• DIRECTIONS:
Everything in the records must be copied exactly except the pictures.

• DATA FOR ANALYSIS:

■ ■ ■ ■ ■

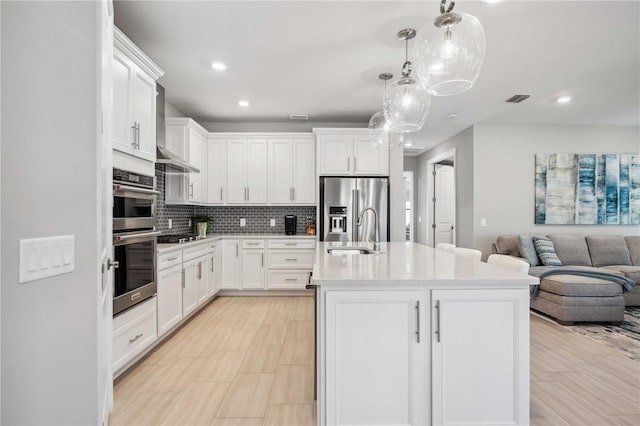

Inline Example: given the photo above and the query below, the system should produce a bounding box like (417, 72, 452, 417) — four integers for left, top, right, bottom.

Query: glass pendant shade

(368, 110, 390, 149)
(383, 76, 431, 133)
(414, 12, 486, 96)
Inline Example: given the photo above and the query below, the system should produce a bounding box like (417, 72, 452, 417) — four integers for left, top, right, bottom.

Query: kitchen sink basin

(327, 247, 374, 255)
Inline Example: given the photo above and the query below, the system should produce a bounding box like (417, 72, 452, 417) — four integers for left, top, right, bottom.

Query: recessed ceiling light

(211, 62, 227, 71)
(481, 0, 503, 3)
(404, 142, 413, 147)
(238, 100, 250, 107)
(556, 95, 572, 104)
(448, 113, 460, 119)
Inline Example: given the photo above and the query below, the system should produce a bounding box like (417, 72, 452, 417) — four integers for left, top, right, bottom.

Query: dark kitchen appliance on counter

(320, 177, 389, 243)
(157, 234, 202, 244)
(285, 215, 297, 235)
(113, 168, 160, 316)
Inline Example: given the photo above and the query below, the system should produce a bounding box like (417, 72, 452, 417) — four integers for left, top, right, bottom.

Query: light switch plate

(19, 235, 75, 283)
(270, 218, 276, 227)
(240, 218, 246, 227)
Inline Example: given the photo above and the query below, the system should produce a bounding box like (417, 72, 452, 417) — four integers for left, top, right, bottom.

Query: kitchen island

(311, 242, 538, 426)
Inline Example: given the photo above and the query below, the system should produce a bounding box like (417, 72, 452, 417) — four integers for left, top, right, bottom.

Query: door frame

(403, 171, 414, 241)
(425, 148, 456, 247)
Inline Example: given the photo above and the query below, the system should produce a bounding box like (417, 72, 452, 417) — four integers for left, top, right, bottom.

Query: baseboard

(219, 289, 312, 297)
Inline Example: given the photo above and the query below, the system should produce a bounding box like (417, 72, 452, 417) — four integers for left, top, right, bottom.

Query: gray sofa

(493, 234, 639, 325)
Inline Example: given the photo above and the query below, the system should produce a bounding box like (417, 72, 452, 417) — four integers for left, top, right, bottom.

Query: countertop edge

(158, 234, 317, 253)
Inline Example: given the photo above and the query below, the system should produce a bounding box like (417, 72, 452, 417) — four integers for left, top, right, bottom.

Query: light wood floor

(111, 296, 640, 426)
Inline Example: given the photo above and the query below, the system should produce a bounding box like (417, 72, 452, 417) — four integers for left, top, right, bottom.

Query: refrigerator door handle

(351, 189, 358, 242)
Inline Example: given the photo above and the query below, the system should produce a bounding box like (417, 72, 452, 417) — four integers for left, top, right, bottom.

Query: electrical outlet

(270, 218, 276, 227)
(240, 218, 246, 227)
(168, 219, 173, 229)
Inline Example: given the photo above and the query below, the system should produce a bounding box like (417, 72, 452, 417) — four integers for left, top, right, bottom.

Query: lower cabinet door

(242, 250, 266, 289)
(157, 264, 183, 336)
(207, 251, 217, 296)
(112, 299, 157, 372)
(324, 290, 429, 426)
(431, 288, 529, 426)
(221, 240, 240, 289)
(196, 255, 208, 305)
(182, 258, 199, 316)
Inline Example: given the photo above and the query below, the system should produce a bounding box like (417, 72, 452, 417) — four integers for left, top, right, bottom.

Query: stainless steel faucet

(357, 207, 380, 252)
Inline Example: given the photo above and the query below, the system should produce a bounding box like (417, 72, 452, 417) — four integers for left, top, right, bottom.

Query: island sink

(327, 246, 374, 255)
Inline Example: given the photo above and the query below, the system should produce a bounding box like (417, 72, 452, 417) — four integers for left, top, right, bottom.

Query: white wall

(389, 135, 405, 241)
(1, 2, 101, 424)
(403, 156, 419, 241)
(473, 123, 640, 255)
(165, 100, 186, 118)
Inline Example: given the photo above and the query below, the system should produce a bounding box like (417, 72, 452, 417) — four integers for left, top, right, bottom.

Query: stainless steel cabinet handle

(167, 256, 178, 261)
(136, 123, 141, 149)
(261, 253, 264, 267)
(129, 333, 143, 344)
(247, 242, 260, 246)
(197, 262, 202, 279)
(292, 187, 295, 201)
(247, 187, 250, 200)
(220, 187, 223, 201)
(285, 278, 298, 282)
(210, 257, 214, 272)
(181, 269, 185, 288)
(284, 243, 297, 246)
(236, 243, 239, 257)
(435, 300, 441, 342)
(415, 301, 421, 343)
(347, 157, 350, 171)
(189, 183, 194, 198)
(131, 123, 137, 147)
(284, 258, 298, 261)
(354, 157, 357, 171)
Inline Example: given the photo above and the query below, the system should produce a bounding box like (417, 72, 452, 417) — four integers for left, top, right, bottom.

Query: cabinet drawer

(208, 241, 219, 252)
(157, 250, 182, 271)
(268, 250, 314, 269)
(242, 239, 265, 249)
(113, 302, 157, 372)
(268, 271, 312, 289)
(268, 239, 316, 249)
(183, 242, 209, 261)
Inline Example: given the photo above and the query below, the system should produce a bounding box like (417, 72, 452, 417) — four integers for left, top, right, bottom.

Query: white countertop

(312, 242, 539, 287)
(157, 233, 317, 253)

■ ■ ■ ■ ■

• ANSWER TO THIS EXERCISE:
Inline Example: given the photo above and the query below, the system should produce a bounding box like (417, 72, 452, 417) — four integers for left, top, right, bottom.

Query: glass pendant shade

(368, 110, 390, 149)
(383, 76, 431, 133)
(414, 12, 486, 96)
Inline Example: given the photo above and the query below, the system should produce a bounding box like (417, 72, 452, 417) — four integers for left, top, right, bottom.

Query: kitchen sink basin

(327, 247, 374, 255)
Inline Example: given the photo above and the query below, the system should produce a bounding box like (417, 72, 452, 417) — four integers for left, top, right, bottom.

Query: recessed ceiling light

(211, 62, 227, 71)
(481, 0, 503, 3)
(404, 142, 413, 147)
(238, 100, 250, 107)
(556, 95, 572, 104)
(448, 113, 460, 119)
Inline Example: given the photo above and the query below, the system should produce a bounding box like (417, 72, 452, 417) — four integers for left, top, right, bottom.

Query: dark kitchen appliance on counter

(320, 177, 389, 243)
(157, 234, 202, 244)
(285, 215, 297, 235)
(113, 168, 160, 316)
Inline Example: given the photo above and the query below, the system should produce a bounding box like (417, 72, 452, 417) — four integers for left, top, right, bottom.

Query: light switch plate

(19, 235, 75, 283)
(270, 218, 276, 227)
(240, 218, 246, 227)
Inline Example: given the photo above and the query below, the system should produce a bounding box like (417, 72, 452, 417) — four integers for left, top, right, bottom.

Query: kitchen island

(311, 242, 538, 426)
Inline Example: given the photo above and the query below, the system should produce a bounding box like (417, 72, 452, 417) — four integers for left, top, right, bottom.

Query: door frame

(403, 171, 414, 241)
(425, 148, 456, 247)
Inline Example: given the photo above and the query below, the system should produce a bounding box like (417, 72, 452, 417) — four integers for left, top, right, bottom.

Query: baseboard

(219, 289, 312, 297)
Inline Example: given the photo above and the query below, the system should produce a bounding box like (417, 72, 452, 417) — four integers for left, top, right, bottom.

Query: gray sofa

(493, 234, 639, 325)
Inline Example: given the photo above and the query below, the system should produce a bounding box like (417, 72, 452, 417) — four integers for left, top, right, bottom.

Query: countertop edge

(158, 234, 317, 253)
Inline Example: given the photo above and the query below, the system should produce a bounding box like (417, 72, 452, 417) — four integers for left, top, right, bottom.

Query: light wood floor

(111, 296, 640, 426)
Inline Example: given the photo above and the query below, the system should produce a bounding box like (417, 72, 452, 417) — four integers for left, top, right, bottom.

Query: refrigerator door handle

(351, 189, 358, 242)
Inline Example: given the photo above and the query below, the system should produce a bounding box like (417, 72, 452, 417) — four integers for left, top, right, bottom.

Query: electrical outlet

(270, 218, 276, 227)
(240, 218, 246, 227)
(168, 219, 173, 229)
Inline Example: given the photo above and the query below, the system should produce a bounding box like (417, 72, 452, 417) — four integers for left, top, right, bottom.

Query: lower cabinet door

(242, 250, 266, 289)
(157, 264, 183, 336)
(207, 251, 217, 296)
(112, 299, 157, 372)
(324, 290, 429, 426)
(431, 288, 529, 426)
(221, 240, 240, 289)
(196, 255, 208, 305)
(182, 258, 199, 316)
Inline Example: given the photo above and the query below, the system should produce a bounding box like (417, 72, 452, 417) — four integers for left, top, right, bottom.

Query: stainless steel faucet

(357, 207, 380, 252)
Inline Example: given the photo above and the query below, the system should produce a bounding box like (417, 72, 452, 417) — four integers for left, top, right, bottom.

Query: island sink

(327, 246, 374, 255)
Inline Example: given the photo above and the query below, the system should produce a bounding box like (417, 72, 452, 417) — four integers for left, top, right, bottom.

Query: white wall

(389, 135, 405, 241)
(1, 2, 101, 424)
(403, 156, 419, 241)
(473, 123, 640, 255)
(165, 100, 186, 118)
Inline Example: given the photo above and the query below, the system should produce a bounding box like (417, 72, 452, 417) — four integers for left, top, right, bottom.

Query: stainless steel cabinet handle

(167, 256, 178, 261)
(136, 123, 141, 149)
(261, 253, 264, 267)
(129, 333, 143, 344)
(247, 242, 260, 246)
(197, 262, 202, 279)
(292, 187, 295, 201)
(247, 187, 250, 200)
(220, 187, 223, 201)
(285, 278, 298, 282)
(210, 257, 214, 272)
(181, 269, 185, 288)
(284, 243, 297, 246)
(236, 243, 239, 257)
(435, 300, 441, 342)
(415, 301, 421, 343)
(347, 157, 350, 171)
(189, 183, 194, 198)
(131, 123, 137, 147)
(284, 258, 298, 261)
(354, 157, 357, 171)
Inline Example: given the photo above and the query below, the system should produce a bounding box like (417, 72, 452, 417) — four integers for left, top, right, bottom.

Query: cabinet drawer

(208, 241, 219, 252)
(157, 250, 182, 271)
(268, 250, 314, 269)
(242, 239, 265, 249)
(113, 302, 157, 372)
(268, 271, 312, 289)
(268, 239, 316, 249)
(183, 242, 209, 261)
Inline Example: given the photo above and the query below, the system should produce a bounding box like (417, 72, 452, 417) — four integers for left, top, right, bottom.

Query: white countertop

(312, 242, 539, 287)
(157, 233, 317, 253)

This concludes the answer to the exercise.